Not all that glitters is gold.

Movie Review: “The Age of Adaline”

“The Age of Adaline” has a unique concept and an undeniably beautiful cast. Unfortunately, only one of these aspects is utilized (hint: Michiel Huisman’s abs).

Blake Lively’s character (“Gossip Girl”) Adaline Bowman sparkles as the protagonist in a multitude of period dresses, but her personality does anything but shine. In one scene, Adaline is described as an incredible woman, but besides her inability to age, her character is dull and her lines fall flat.

The film opens with an awkward voice-over that explains how Adaline stopped aging. Adaline had just gotten married in her home in San Francisco and had a child when her husband died abruptly, leaving her a widow. Not long after, on a rare snowy evening, Adaline’s car crashed into the ocean, and she died as well. Or rather, she almost died, until a bolt of lightning hit Adaline’s car and resuscitated her.

Supplied information:
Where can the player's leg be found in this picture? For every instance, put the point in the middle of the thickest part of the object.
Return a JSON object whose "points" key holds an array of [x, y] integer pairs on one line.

Assignment A: According to the movie review, why does Adaline's personality fail to shine even though the film describes her as an incredible woman?
Assignment B: In the movie review, where did Adaline get married?
Assignment C: Continue the movie review of "The Age of Adaline" from the point where it stops.

Answer space A: Apart from her inability to age, the reviewer finds her character dull and says her lines fall flat.

Answer space B: She got married in her home in San Francisco.

Answer space C:
Adaline’s dramatic near-death experience cued an awkward voice-over which offered an out-of-place, quasi-scientific explanation of what happened to Adaline, only to conclude that science actually can’t explain what happened to her. Hereafter, the movie goes between the present (the 21st century) and the past (primarily the 1960s and 70s).

In the past, Adaline quickly realizes that she is no longer aging when people start to mistake her for her daughter’s sister rather than her mother. After a close run-in with the FBI, she decides that she needs to constantly be on the move and changing identities. This small action sequence is the only real action in a film that could use a lot more of it.

In present time, Adaline works at a library in San Francisco. At a New Year’s Eve party, Adaline makes eye contact with a ruggedly handsome man named Ellis Jones (Michiel Huisman, “Wild”). Ellis is charming if not a little naive in his pursuit of Adaline. Adaline, believing that she can have no real future with Ellis, resists his advances before caving and agreeing to go with him to his parent’s 40th anniversary party. At this point in the film, Ellis and Adaline’s relationship advances at warp-speed pace, but, while both actors are stunning and charming on their own merits, they have seemingly no chemistry.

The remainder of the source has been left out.